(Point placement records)
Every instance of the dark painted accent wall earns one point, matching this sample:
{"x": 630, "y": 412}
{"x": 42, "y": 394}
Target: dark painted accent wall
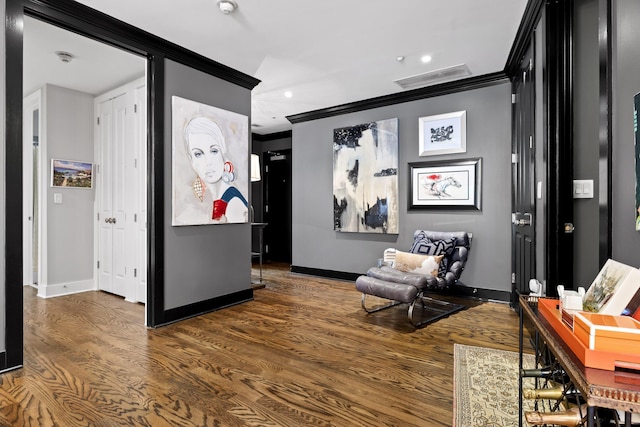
{"x": 626, "y": 78}
{"x": 317, "y": 246}
{"x": 585, "y": 150}
{"x": 262, "y": 144}
{"x": 202, "y": 262}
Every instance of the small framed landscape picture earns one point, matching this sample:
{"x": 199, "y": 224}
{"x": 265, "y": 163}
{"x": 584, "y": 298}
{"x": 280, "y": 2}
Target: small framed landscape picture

Problem to work on: Return the full material word for word. Do not include the pictures.

Completed task:
Every instance of the dark painted accent wall earns one point, matching this sample:
{"x": 630, "y": 412}
{"x": 42, "y": 394}
Target: dark painted accent wall
{"x": 626, "y": 78}
{"x": 317, "y": 246}
{"x": 585, "y": 150}
{"x": 262, "y": 144}
{"x": 202, "y": 262}
Every instance of the small framed landscape picture earns one point, matching this sample:
{"x": 199, "y": 224}
{"x": 265, "y": 163}
{"x": 584, "y": 298}
{"x": 280, "y": 2}
Target: small framed landscape picture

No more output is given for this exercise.